[Coordinate annotation entries]

------------------------------

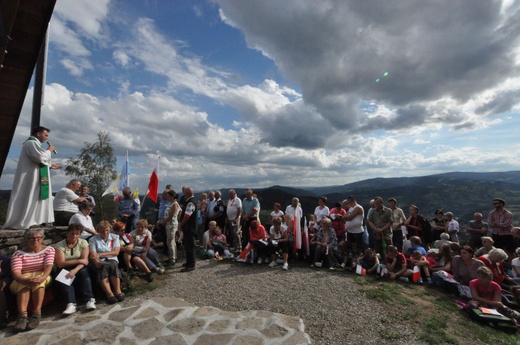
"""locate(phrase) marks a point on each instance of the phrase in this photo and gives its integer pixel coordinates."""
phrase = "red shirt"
(400, 261)
(496, 268)
(259, 234)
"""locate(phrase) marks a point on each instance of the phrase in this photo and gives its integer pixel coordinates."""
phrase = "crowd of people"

------------------------------

**Requirement:** Swap every "photo" in the data above for "image", keep all other text the same, and omit the pictures.

**Reply to the exercise:**
"""locate(phrase) marks a point on each instance of the phrase in this image and gives its integer pixel coordinates."""
phrase = "red shirt"
(400, 261)
(496, 268)
(259, 234)
"""locate(phrase) marks a point on each instance of the phrase in this image and gives its integer pixel coordinates."""
phrase = "crowd of people"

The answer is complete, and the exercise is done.